Что нужно сделать
**a)** Воспроизведите без изменений часть текста об Озерове от слов «В то же время» до слов «драматургии той эпохи.».
**b)** Напишите продолжение текста о судьбе Озерова, начиная сразу после его последнего предложения.

--- Фрагмент текста ---

В то же время Озеров продолжал успешно служить. В 1804 г., уже в чине генерал-майора, он перешел на гражданскую службу в Лесной департамент при Министерстве финансов.
1804 г. был поворотным в судьбе писателя: он снова возвращается к театру, и одной трагедией внезапно завоевывает себе первое место в драматургии той эпохи.
Прославившая Озерова трагедия «Эдип в Афинах» была впервые поставлена 23 ноября 1804 г. Она поразила зрителей новизной, «бесподобными стихами», «бездной чувства». «Восторг публики был единодушный». Автору был пожалован перстень, любители театра собирали подписку на золотую медаль в его честь. Слава Озерова росла. Через год он поставил новую трагедию «Фингал» (премьера 8 декабря 1805 г.), встреченную с таким же восторгом. Апогеем славы Озерова была постановка «Димитрия Донского», национально-патриотической трагедии, появившейся на сцене в разгар войны с Наполеоном, 14 января 1807 г.
Менее удачно складывалась служебная карьера писателя. Служебные неприятности заставили Озерова в июне 1808 г. подать в отставку
157
и уехать из Петербурга — сначала в имение отца, потом в собственную закамскую деревушку Красный Яр.
В деревне Озеров закончил свою последнюю трагедию «Поликсена», которую он считал лучшим своим произведением. «Поликсена», поставленная 14 мая 1809 г., имела посредственный успех.
Современники (молодые карамзинисты-арзамасцы) склонны были рассматривать неудачу «Поликсены» как основную причину ипохондрии и сумасшествия Озерова и обвинять в этом «интригана», «завистника» кн. А. А. Шаховского, который якобы каким-то неизвестным способом заранее возбудил зрителей против трагедии и плохо обставил спектакль. Однако обиды Озерова на «зоилов-завистников», повидимому, возникли раньше и были связаны не с неудачей «Поликсены» (сам Озеров мало надеялся на ее успех), а с отрицательным отношением Державина и Шишкова к «Димитрию Донскому». Очевидные намеки на эту критику содержатся в обращенной к Озерову басне Батюшкова — «Пастух и соловей», где мнение «зоилов строгих, богатых завистью, талантами убогих» уподобляется кваканью лягушек, на которое соловей не должен обращать внимания. Батюшков убеждает Озерова не расставаться с музами. Басня эта написана вскоре после премьеры «Димитрия Донского» — повидимому, Озеров уже тогда начал говорить о своем желании бросить театр. Шаховской к этому не имеет никакого отношения, и еще в 1809 г. Озеров вспоминает его в числе ближайших приятелей, дававших ему полезные советы.
Уединившись в деревне, Озеров поддерживал связь с А. Н. Олениным, который был одним из наиболее близких его приятелей в Петербурге. Сохранившиеся письма этих годов показывают угнетенное душевное состояние Озерова. «Я сделался точно Альцестом, — пишет он Оленину. — Кажется навсегда я прощаюсь с службою, с так называемым счастием и даже со славою, до которой трудно достигнуть, труднее удержать и которая, за минутные наслаждения самолюбия, доставляет долговременные и сердечные огорчения. Ни моя скромная жизнь, ни отказывание себе во многом не могли меня исключить из-под ложного мнения, по которому, может быть, считают, что сын не царский и не боярский, а просто дворянский не может быть честным человеком по воспитанию, по собственному понятию своему и совести. Вместо поощрений и награждений, я чувствовал одни огорчения, испытывал несправедливости».

--- Представленные записи ---

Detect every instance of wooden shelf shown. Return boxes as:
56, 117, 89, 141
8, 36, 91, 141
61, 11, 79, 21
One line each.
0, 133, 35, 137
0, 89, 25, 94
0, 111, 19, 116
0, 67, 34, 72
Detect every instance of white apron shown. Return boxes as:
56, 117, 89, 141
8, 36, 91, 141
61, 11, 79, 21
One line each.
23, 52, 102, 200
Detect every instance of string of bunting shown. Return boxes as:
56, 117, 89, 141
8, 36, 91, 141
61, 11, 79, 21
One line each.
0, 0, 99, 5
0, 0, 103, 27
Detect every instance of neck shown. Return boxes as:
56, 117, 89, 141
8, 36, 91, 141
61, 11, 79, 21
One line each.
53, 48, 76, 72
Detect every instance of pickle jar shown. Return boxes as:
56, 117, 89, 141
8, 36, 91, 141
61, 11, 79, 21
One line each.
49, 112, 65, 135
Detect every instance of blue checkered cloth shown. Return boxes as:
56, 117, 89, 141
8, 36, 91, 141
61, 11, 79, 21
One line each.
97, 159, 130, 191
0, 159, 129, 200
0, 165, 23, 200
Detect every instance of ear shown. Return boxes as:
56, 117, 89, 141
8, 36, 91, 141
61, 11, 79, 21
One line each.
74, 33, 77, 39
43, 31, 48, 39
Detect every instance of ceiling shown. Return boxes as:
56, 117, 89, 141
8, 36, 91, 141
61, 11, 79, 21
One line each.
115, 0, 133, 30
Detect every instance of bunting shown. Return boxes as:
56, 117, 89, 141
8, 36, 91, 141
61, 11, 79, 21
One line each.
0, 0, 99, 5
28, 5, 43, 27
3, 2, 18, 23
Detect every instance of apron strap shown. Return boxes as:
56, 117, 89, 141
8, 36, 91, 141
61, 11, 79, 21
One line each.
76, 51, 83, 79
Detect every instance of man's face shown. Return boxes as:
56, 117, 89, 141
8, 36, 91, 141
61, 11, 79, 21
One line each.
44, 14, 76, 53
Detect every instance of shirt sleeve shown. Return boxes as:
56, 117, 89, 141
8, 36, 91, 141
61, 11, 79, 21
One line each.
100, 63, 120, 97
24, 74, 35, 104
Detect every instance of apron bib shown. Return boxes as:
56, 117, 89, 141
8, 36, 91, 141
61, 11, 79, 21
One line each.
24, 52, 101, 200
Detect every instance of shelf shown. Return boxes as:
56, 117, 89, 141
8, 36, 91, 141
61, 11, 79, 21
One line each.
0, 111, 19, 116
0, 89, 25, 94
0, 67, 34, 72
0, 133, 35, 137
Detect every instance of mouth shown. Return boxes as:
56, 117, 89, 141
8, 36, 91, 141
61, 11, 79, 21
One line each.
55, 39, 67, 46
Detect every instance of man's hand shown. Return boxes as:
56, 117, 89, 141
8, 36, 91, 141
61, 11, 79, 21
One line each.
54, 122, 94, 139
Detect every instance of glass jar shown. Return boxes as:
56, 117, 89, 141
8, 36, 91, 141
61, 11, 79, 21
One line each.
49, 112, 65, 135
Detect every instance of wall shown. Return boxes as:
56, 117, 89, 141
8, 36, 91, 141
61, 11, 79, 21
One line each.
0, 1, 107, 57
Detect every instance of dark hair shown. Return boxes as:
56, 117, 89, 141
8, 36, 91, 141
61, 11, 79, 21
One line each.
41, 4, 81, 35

---

Ожидаемые ответы
**a)**
В то же время Озеров продолжал успешно служить. В 1804 г., уже в чине генерал-майора, он перешел на гражданскую службу в Лесной департамент при Министерстве финансов.
1804 г. был поворотным в судьбе писателя: он снова возвращается к театру, и одной трагедией внезапно завоевывает себе первое место в драматургии той эпохи.

**b)**
В деревне Озеров задумал новую трагедию — «о смерти Волынского, пострадавшего от Бирона за правду и защиту русского народа».
«Я чувствую сам, — писал он Оленину, — что такая трагедия никогда не может быть играна на нашем театре, но примусь ее писать для моих приятелей. И какое широкое поле для сочинителя, чтоб показать во всем блеске правду русского боярина, должность вельможи и сенатора и противу положить злоупотребления временщика-иностранца, алчущего одной своей корысти и, может быть, ненавидящего народ, вверенный управлению его слабою государынею; и наконец представить тягостное положение народа под слабым и недоверчивым правлением. Вы чувствуете, какие истинные картины можно изобразить, заимствуя кое-что из наших времен».
Оленин, видимо, отнесся несочувственно к этому замыслу; между тем, сам Озеров уже в июле того же года решает вообще отказаться от деятельности драматурга: «бросить перо, приняться за заступ и, обработывая свой огород, возвратиться опять в толпу обыкновенных людей» (письмо к Оленину).
158
В 1812, повидимому, году Озеров сошел с ума; по словам его сестры, занятие Москвы французами явилось последним толчком, помутившим его рассудок. Больной был перевезен отцом в его имение, где и скончался 14 октября 1816 г.
Драматургическая система Озерова определилась в его трагедии «Эдип в Афинах». Сюжет ее восходит к известному древнегреческому преданию о преступлениях и несчастиях фиванского царя Эдипа.
Старец с верной ему дочерью Антигоной скитается из страны в страну, ища убежища. Он появляется в Афинах, народ собирается изгнать его, но благодетельный Тезей, царь афинский, предоставляет ему убежище. Боги прорицают:
Судьбы разгневаны, и кровь в сей день прольется,
Доколь достойная нам жертва принесется;
От крови царския та жертва быть должна:
.................
Тогда Эдипа рок преследовать престанет,
И гроб его тогда побед залогом станет
Для той страны, где жизнь скончает сей слепец.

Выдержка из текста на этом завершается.